■ The task ■
Render every line of the material below as a Markdown table with two columns, No. and Line. Put the row number under No. and the line under Line, and leave out blank lines.

(begin)

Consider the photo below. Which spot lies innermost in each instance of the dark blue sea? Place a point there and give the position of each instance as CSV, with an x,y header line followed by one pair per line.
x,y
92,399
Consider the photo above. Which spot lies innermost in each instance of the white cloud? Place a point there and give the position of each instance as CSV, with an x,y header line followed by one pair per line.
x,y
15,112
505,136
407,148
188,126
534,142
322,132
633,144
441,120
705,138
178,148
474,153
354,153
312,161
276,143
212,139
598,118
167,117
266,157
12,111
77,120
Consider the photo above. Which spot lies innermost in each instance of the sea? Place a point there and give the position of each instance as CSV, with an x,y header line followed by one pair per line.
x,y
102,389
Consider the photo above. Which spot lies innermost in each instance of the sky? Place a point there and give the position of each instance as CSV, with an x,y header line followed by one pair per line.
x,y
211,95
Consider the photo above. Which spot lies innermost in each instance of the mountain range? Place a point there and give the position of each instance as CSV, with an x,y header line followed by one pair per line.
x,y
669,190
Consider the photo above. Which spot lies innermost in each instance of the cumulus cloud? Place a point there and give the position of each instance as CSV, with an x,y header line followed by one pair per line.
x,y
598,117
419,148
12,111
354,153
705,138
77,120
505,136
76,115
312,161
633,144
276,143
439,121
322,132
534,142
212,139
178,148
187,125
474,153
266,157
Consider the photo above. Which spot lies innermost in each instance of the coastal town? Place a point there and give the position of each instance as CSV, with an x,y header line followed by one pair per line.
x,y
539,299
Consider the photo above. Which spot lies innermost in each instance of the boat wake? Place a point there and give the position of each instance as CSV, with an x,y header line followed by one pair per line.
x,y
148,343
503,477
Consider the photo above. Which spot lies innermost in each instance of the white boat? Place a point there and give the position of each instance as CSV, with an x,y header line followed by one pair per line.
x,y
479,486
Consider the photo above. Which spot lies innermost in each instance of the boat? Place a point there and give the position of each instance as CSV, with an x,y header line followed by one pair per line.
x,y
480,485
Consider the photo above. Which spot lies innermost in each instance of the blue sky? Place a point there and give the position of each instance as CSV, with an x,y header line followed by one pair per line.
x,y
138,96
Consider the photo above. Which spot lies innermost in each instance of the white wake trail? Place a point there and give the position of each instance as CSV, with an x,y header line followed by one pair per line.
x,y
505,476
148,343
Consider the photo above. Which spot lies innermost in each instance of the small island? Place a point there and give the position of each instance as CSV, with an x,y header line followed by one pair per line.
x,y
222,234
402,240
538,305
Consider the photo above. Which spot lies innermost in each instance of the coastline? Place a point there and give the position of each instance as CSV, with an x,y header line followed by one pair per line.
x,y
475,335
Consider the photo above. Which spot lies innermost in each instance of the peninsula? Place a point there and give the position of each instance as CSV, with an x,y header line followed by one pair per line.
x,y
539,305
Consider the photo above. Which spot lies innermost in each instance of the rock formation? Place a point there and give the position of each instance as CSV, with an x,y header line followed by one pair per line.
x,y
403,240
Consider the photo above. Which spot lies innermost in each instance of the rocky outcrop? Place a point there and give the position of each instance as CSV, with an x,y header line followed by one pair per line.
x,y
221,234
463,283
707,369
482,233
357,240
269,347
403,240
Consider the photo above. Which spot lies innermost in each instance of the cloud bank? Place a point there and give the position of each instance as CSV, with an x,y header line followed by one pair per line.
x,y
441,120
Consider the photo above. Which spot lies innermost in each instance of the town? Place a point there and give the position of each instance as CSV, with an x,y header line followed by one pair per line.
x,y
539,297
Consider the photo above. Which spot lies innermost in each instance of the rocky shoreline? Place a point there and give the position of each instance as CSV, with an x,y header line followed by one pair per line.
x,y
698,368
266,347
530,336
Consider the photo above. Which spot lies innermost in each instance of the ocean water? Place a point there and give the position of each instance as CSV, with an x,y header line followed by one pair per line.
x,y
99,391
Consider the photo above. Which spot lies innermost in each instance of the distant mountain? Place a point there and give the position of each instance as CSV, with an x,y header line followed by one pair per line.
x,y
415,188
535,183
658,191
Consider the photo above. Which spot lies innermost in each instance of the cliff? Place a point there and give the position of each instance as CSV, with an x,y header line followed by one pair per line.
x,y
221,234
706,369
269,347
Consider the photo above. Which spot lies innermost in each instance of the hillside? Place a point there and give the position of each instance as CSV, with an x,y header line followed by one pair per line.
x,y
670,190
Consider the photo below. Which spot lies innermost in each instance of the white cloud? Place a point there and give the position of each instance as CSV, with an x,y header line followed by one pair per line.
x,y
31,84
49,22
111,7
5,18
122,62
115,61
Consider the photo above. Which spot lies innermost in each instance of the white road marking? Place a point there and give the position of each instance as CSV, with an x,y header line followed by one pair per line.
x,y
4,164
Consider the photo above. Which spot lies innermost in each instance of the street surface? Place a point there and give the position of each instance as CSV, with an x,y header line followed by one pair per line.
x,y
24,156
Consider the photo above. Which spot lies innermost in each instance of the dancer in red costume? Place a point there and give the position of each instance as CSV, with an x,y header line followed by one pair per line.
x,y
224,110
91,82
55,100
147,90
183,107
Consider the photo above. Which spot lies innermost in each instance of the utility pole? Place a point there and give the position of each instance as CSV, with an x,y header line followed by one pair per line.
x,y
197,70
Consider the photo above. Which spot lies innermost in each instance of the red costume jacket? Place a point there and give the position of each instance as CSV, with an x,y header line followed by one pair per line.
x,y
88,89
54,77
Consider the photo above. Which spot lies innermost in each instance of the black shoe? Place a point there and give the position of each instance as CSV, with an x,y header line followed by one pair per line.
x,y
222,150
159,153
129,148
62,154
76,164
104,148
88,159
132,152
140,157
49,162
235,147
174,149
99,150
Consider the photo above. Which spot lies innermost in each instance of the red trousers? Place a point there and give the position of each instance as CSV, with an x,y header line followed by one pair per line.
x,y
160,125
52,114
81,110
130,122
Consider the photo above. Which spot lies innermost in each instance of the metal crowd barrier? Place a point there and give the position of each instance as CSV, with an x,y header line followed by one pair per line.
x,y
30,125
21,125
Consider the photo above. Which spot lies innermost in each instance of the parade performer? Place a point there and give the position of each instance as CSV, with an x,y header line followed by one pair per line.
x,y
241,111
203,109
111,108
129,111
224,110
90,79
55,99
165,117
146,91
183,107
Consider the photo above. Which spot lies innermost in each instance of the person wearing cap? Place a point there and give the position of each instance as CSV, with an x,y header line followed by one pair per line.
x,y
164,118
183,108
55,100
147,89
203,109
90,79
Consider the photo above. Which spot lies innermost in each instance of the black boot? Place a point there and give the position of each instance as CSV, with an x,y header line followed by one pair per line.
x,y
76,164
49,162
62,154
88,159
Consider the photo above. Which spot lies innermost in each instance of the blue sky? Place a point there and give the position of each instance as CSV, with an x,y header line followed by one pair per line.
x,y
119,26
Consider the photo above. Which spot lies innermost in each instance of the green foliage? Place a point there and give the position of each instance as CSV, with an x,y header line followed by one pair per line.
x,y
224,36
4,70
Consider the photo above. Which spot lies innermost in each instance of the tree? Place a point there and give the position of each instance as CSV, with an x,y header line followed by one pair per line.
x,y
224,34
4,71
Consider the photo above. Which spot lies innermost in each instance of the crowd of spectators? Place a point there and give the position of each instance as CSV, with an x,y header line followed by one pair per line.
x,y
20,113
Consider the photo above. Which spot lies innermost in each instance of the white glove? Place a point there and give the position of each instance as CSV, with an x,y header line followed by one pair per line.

(end)

■ Result ■
| No. | Line |
|---|---|
| 1 | Consider the photo below. Which spot lies innermost in each instance of the dark blue sea? Place a point there and give the position of each instance as CSV, with an x,y header line followed by one pair per line. |
| 2 | x,y |
| 3 | 92,399 |
| 4 | Consider the photo above. Which spot lies innermost in each instance of the white cloud? Place a point there and give the position of each instance as CSV, with an x,y header line followed by one pair per line. |
| 5 | x,y |
| 6 | 15,112 |
| 7 | 505,136 |
| 8 | 407,148 |
| 9 | 188,126 |
| 10 | 534,142 |
| 11 | 322,132 |
| 12 | 633,144 |
| 13 | 441,120 |
| 14 | 705,138 |
| 15 | 178,148 |
| 16 | 474,153 |
| 17 | 354,153 |
| 18 | 312,161 |
| 19 | 276,143 |
| 20 | 212,139 |
| 21 | 598,118 |
| 22 | 167,117 |
| 23 | 266,157 |
| 24 | 12,111 |
| 25 | 77,120 |
| 26 | Consider the photo above. Which spot lies innermost in each instance of the sea? Place a point there and give the position of each instance as CSV, with an x,y header line followed by one pair per line. |
| 27 | x,y |
| 28 | 102,389 |
| 29 | Consider the photo above. Which spot lies innermost in each instance of the sky? Place a point there and give the position of each instance as CSV, with an x,y header line followed by one pair per line. |
| 30 | x,y |
| 31 | 211,95 |
| 32 | Consider the photo above. Which spot lies innermost in each instance of the mountain range? Place a point there and give the position of each instance as CSV, with an x,y header line followed by one pair per line. |
| 33 | x,y |
| 34 | 669,190 |
| 35 | Consider the photo above. Which spot lies innermost in each instance of the cumulus cloud? Place a point there and give the position of each instance as CSV, with an x,y header line followed by one pair per line. |
| 36 | x,y |
| 37 | 598,117 |
| 38 | 419,148 |
| 39 | 12,111 |
| 40 | 354,153 |
| 41 | 705,138 |
| 42 | 77,120 |
| 43 | 505,136 |
| 44 | 76,115 |
| 45 | 312,161 |
| 46 | 633,144 |
| 47 | 276,143 |
| 48 | 439,121 |
| 49 | 322,132 |
| 50 | 534,142 |
| 51 | 212,139 |
| 52 | 178,148 |
| 53 | 187,125 |
| 54 | 474,153 |
| 55 | 266,157 |
| 56 | Consider the photo above. Which spot lies innermost in each instance of the coastal town? Place a point there and give the position of each instance as CSV, with an x,y header line followed by one pair per line. |
| 57 | x,y |
| 58 | 539,299 |
| 59 | Consider the photo above. Which spot lies innermost in each instance of the boat wake? Place a point there and give the position of each instance as CSV, with an x,y header line followed by one pair per line. |
| 60 | x,y |
| 61 | 148,343 |
| 62 | 503,477 |
| 63 | Consider the photo above. Which spot lies innermost in each instance of the white boat? Place a point there and give the position of each instance as CSV, with an x,y header line followed by one pair per line. |
| 64 | x,y |
| 65 | 479,486 |
| 66 | Consider the photo above. Which spot lies innermost in each instance of the boat? Place a point there and give the position of each instance as CSV, with an x,y header line followed by one pair per line. |
| 67 | x,y |
| 68 | 480,485 |
| 69 | Consider the photo above. Which spot lies innermost in each instance of the blue sky? Place a point there and give the position of each instance as CSV, with an x,y header line followed by one pair per line. |
| 70 | x,y |
| 71 | 138,96 |
| 72 | Consider the photo above. Which spot lies innermost in each instance of the white wake trail? Place a point there and give the position of each instance as CSV, with an x,y header line followed by one pair per line. |
| 73 | x,y |
| 74 | 505,476 |
| 75 | 148,343 |
| 76 | Consider the photo above. Which spot lies innermost in each instance of the small island? Place a point there and give the position of each instance as CSV, with an x,y header line followed by one pair per line. |
| 77 | x,y |
| 78 | 222,234 |
| 79 | 402,240 |
| 80 | 538,305 |
| 81 | Consider the photo above. Which spot lies innermost in each instance of the coastline? Place a point there and give the position of each instance as CSV, with an x,y header line followed by one pair per line. |
| 82 | x,y |
| 83 | 475,335 |
| 84 | Consider the photo above. Which spot lies innermost in each instance of the peninsula? Place a point there and give the position of each instance as CSV, with an x,y header line followed by one pair per line. |
| 85 | x,y |
| 86 | 539,305 |
| 87 | Consider the photo above. Which spot lies innermost in each instance of the rock formation? Place a point there and give the position of each instance as CSV, with an x,y header line followed by one pair per line. |
| 88 | x,y |
| 89 | 403,240 |
| 90 | Consider the photo above. Which spot lies innermost in each instance of the rocky outcrop? Place a point there and give the position of each instance as CSV, with an x,y header line followed by one pair per line. |
| 91 | x,y |
| 92 | 221,234 |
| 93 | 463,283 |
| 94 | 707,369 |
| 95 | 482,233 |
| 96 | 357,240 |
| 97 | 269,347 |
| 98 | 403,240 |
| 99 | Consider the photo above. Which spot lies innermost in each instance of the cloud bank? Place a point there and give the position of each instance as CSV, with an x,y header line followed by one pair per line. |
| 100 | x,y |
| 101 | 441,120 |
| 102 | Consider the photo above. Which spot lies innermost in each instance of the town? Place a point there and give the position of each instance as CSV, with an x,y header line followed by one pair per line. |
| 103 | x,y |
| 104 | 539,297 |
| 105 | Consider the photo above. Which spot lies innermost in each instance of the rocky shoreline? Place a point there and give the position of each instance as CSV, with an x,y header line followed by one pair per line. |
| 106 | x,y |
| 107 | 698,368 |
| 108 | 266,347 |
| 109 | 530,336 |
| 110 | Consider the photo above. Which spot lies innermost in each instance of the ocean water? Place a point there and give the position of each instance as CSV, with an x,y header line followed by one pair per line. |
| 111 | x,y |
| 112 | 99,391 |
| 113 | Consider the photo above. Which spot lies innermost in each instance of the distant mountain? Place a point there and give the position of each instance as CSV, with an x,y header line followed by one pair per line. |
| 114 | x,y |
| 115 | 415,188 |
| 116 | 535,183 |
| 117 | 658,191 |
| 118 | Consider the photo above. Which spot lies innermost in each instance of the cliff? Place a point there and give the position of each instance as CSV, with an x,y header line followed by one pair per line. |
| 119 | x,y |
| 120 | 221,234 |
| 121 | 706,369 |
| 122 | 269,347 |
| 123 | Consider the photo above. Which spot lies innermost in each instance of the hillside? Place a point there and give the position of each instance as CSV, with an x,y header line followed by one pair per line. |
| 124 | x,y |
| 125 | 670,190 |
| 126 | Consider the photo below. Which spot lies innermost in each instance of the white cloud? Place a point there and give the position of each instance as CSV, with an x,y header line followed by one pair per line. |
| 127 | x,y |
| 128 | 31,84 |
| 129 | 49,22 |
| 130 | 111,7 |
| 131 | 5,18 |
| 132 | 122,62 |
| 133 | 115,61 |
| 134 | Consider the photo above. Which spot lies innermost in each instance of the white road marking? Place a point there and give the position of each instance as CSV, with an x,y header line followed by one pair per line. |
| 135 | x,y |
| 136 | 4,164 |
| 137 | Consider the photo above. Which spot lies innermost in each instance of the street surface? Place a point there and give the position of each instance as CSV, with an x,y header line followed by one pair per line. |
| 138 | x,y |
| 139 | 24,156 |
| 140 | Consider the photo above. Which spot lies innermost in each instance of the dancer in red costume? Place a point there and give the position of each instance as CSV, with an x,y header line followed by one pair per line. |
| 141 | x,y |
| 142 | 224,110 |
| 143 | 91,82 |
| 144 | 55,100 |
| 145 | 147,90 |
| 146 | 183,107 |
| 147 | Consider the photo above. Which spot lies innermost in each instance of the utility pole? Place a point there and give the position of each instance as CSV, with an x,y header line followed by one pair per line. |
| 148 | x,y |
| 149 | 197,70 |
| 150 | Consider the photo above. Which spot lies innermost in each instance of the red costume jacket? Place a point there and give the position of each instance as CSV, with an x,y header line followed by one pair per line. |
| 151 | x,y |
| 152 | 88,89 |
| 153 | 54,77 |
| 154 | Consider the photo above. Which spot lies innermost in each instance of the black shoe? Place a point there and give the position of each instance as CSV, with an x,y header line followed by one pair per line. |
| 155 | x,y |
| 156 | 222,150 |
| 157 | 159,153 |
| 158 | 129,148 |
| 159 | 62,154 |
| 160 | 76,164 |
| 161 | 104,148 |
| 162 | 88,159 |
| 163 | 132,152 |
| 164 | 140,157 |
| 165 | 49,162 |
| 166 | 235,147 |
| 167 | 174,149 |
| 168 | 99,150 |
| 169 | Consider the photo above. Which spot lies innermost in each instance of the red trousers? Place a point there and give the position of each instance as CSV, with an x,y header line followed by one pair per line. |
| 170 | x,y |
| 171 | 160,125 |
| 172 | 52,114 |
| 173 | 81,110 |
| 174 | 130,122 |
| 175 | Consider the photo above. Which spot lies innermost in each instance of the metal crowd barrier? Place a point there and give the position of each instance as CSV, with an x,y header line followed by one pair per line. |
| 176 | x,y |
| 177 | 30,125 |
| 178 | 21,125 |
| 179 | Consider the photo above. Which spot lies innermost in each instance of the parade performer? Place a point there and give the position of each instance as CSV, with an x,y header line followed by one pair per line. |
| 180 | x,y |
| 181 | 241,111 |
| 182 | 203,109 |
| 183 | 111,108 |
| 184 | 129,111 |
| 185 | 224,110 |
| 186 | 90,79 |
| 187 | 55,99 |
| 188 | 165,117 |
| 189 | 146,91 |
| 190 | 183,107 |
| 191 | Consider the photo above. Which spot lies innermost in each instance of the person wearing cap? Place a point there and give the position of each instance as CSV, with an x,y header line followed by one pair per line. |
| 192 | x,y |
| 193 | 164,118 |
| 194 | 183,108 |
| 195 | 55,100 |
| 196 | 147,89 |
| 197 | 203,109 |
| 198 | 90,79 |
| 199 | Consider the photo above. Which spot lies innermost in each instance of the black boot? Place a point there and give the position of each instance as CSV, with an x,y header line followed by one pair per line. |
| 200 | x,y |
| 201 | 76,164 |
| 202 | 49,162 |
| 203 | 62,154 |
| 204 | 88,159 |
| 205 | Consider the photo above. Which spot lies innermost in each instance of the blue sky? Place a point there and give the position of each instance as CSV, with an x,y header line followed by one pair per line. |
| 206 | x,y |
| 207 | 119,26 |
| 208 | Consider the photo above. Which spot lies innermost in each instance of the green foliage? Place a point there and give the position of each instance as CSV, with an x,y header line followed by one pair per line. |
| 209 | x,y |
| 210 | 224,36 |
| 211 | 4,70 |
| 212 | Consider the photo above. Which spot lies innermost in each instance of the tree? Place a point there and give the position of each instance as CSV, with an x,y header line followed by one pair per line. |
| 213 | x,y |
| 214 | 224,34 |
| 215 | 4,71 |
| 216 | Consider the photo above. Which spot lies innermost in each instance of the crowd of spectators? Place a point there and give the position of each instance as CSV, with an x,y header line followed by one pair per line. |
| 217 | x,y |
| 218 | 20,113 |
| 219 | Consider the photo above. Which spot lies innermost in each instance of the white glove? Place a point there and give the position of each instance as CSV, with an x,y header line followed by one pair per line. |